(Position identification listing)
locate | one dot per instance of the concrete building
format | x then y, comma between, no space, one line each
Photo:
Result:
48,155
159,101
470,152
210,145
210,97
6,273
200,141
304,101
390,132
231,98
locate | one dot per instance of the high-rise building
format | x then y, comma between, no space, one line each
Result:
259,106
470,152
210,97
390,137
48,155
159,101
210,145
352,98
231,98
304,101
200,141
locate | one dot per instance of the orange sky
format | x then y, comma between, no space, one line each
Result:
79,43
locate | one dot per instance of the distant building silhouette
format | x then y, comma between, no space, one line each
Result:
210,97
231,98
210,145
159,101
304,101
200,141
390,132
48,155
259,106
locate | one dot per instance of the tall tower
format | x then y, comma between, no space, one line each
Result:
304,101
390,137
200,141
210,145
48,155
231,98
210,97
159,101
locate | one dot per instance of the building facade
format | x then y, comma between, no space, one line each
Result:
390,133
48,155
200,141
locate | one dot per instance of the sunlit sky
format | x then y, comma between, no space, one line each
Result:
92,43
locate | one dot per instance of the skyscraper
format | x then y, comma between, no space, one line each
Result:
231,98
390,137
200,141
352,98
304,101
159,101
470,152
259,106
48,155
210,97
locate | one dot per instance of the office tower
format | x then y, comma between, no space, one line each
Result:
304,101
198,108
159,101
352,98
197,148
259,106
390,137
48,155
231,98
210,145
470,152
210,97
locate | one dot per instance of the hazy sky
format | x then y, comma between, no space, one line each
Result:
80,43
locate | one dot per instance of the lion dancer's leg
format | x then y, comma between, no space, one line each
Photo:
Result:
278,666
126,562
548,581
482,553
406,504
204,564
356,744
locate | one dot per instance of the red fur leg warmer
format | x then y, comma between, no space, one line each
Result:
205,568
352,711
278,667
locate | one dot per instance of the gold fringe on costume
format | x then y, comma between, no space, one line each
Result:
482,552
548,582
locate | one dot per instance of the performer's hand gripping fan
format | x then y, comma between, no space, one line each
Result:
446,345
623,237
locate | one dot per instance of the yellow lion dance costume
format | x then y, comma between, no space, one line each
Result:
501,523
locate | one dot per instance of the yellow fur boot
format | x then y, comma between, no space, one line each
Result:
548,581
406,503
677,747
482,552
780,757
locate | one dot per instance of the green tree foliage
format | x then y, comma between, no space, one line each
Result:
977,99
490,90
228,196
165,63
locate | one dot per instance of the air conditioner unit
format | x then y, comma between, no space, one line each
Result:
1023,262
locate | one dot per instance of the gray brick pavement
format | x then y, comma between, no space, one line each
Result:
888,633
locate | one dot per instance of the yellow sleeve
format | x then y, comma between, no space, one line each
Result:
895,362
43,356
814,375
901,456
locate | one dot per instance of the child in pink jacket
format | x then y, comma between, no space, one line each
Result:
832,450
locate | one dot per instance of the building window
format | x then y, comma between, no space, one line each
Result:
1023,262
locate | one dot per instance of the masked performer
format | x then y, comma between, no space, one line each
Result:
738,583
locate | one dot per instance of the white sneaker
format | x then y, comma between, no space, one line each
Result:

- [Exercise goal]:
Render every line of the listing above as a JSON list of strings, one string per line, leaving out blank lines.

- [Solution to this exercise]:
[
  "locate | one dot per instance of the concrete building",
  "format | x then y, comma between, no space, one line each",
  "Photo:",
  "Result:",
  "48,155",
  "159,101",
  "470,152",
  "210,145",
  "210,97",
  "6,273",
  "200,141",
  "304,101",
  "390,132",
  "231,98",
  "locate | one dot per instance of the high-rise building",
  "format | x then y, comma between, no space, one line each",
  "Result:",
  "259,106",
  "470,152",
  "210,97",
  "390,137",
  "48,155",
  "159,101",
  "210,145",
  "352,98",
  "231,98",
  "304,101",
  "200,141",
  "locate | one dot per instance of the orange sky",
  "format | x then y, comma between, no space, one line each",
  "Result:",
  "79,43",
  "locate | one dot per instance of the distant building silhouette",
  "format | x then y, comma between, no space, one line each",
  "Result:",
  "210,97",
  "231,98",
  "210,145",
  "159,101",
  "304,101",
  "200,141",
  "390,132",
  "48,155",
  "259,106",
  "locate | one dot per instance of the tall tower",
  "format | x then y, comma between, no space, one line each",
  "Result:",
  "304,101",
  "390,137",
  "200,141",
  "210,145",
  "48,155",
  "231,98",
  "210,97",
  "159,101",
  "locate | one dot per instance of the building facade",
  "format | x then y, comma between, no space, one line each",
  "Result:",
  "390,133",
  "48,155",
  "200,141",
  "locate | one dot per instance of the sunlit sky",
  "format | x then y, comma between, no space, one line each",
  "Result:",
  "92,43",
  "locate | one dot per instance of the skyscraper",
  "format | x then y, comma between, no space, one line each",
  "Result:",
  "231,98",
  "390,137",
  "200,141",
  "352,98",
  "304,101",
  "159,101",
  "470,152",
  "259,106",
  "48,155",
  "210,97",
  "locate | one dot per instance of the office tower",
  "format | x then y, comma between, no space, one line each",
  "Result:",
  "304,101",
  "198,108",
  "159,101",
  "352,98",
  "197,148",
  "259,106",
  "390,137",
  "48,155",
  "231,98",
  "210,145",
  "470,152",
  "210,97",
  "locate | one dot per instance of the hazy sky",
  "format | x then y, comma between, no space, one line each",
  "Result:",
  "80,43",
  "locate | one dot per instance of the lion dancer's leg",
  "format | x then y, comma between, no space, one line each",
  "Photo:",
  "Result:",
  "278,666",
  "126,562",
  "548,581",
  "482,553",
  "406,504",
  "204,564",
  "356,744",
  "locate | one dot per instance of the red fur leg warmer",
  "format | x then y, comma between, no space, one line each",
  "Result:",
  "205,568",
  "352,711",
  "278,667",
  "locate | one dot per instance of the gold fringe on costume",
  "format | x then y, comma between, no space, one line each",
  "Result:",
  "482,552",
  "548,582",
  "locate | one dot per instance of the performer's hand gripping fan",
  "format | x then y, comma between, no space, one line each",
  "Result:",
  "446,345",
  "623,237",
  "locate | one dot per instance of the yellow lion dance costume",
  "format | x then y, comma between, no space, one line each",
  "Result:",
  "501,523",
  "locate | one dot per instance of the yellow fur boot",
  "format | x then y, comma between, no space, one line each",
  "Result:",
  "548,581",
  "406,503",
  "677,747",
  "482,552",
  "780,757",
  "locate | one dot per instance of the green tree foliage",
  "format | x then y, comma between, no space, one line each",
  "Result:",
  "977,99",
  "490,90",
  "228,196",
  "165,63",
  "locate | one dot per instance of the air conditioner unit",
  "format | x then y, comma between, no space, one line each",
  "Result:",
  "1023,262",
  "locate | one dot per instance of the gray brick pavement",
  "format | x then y, comma between, no space, one line each",
  "Result:",
  "888,633",
  "locate | one dot per instance of the yellow sleeve",
  "format | x then y, comma between, no space, one line each",
  "Result:",
  "895,362",
  "43,356",
  "814,375",
  "901,456",
  "locate | one dot per instance of the child in pink jacket",
  "format | x then y, comma between, no space, one line each",
  "Result:",
  "832,450",
  "locate | one dot per instance of the building window",
  "format | x then y, comma between, no space, one line each",
  "Result:",
  "1023,262",
  "locate | one dot per instance of the masked performer",
  "format | x then y, comma between, no space, one line each",
  "Result:",
  "738,583",
  "locate | one dot per instance of the white sneaker",
  "format | x then y, comma between, no space, one line each",
  "Result:"
]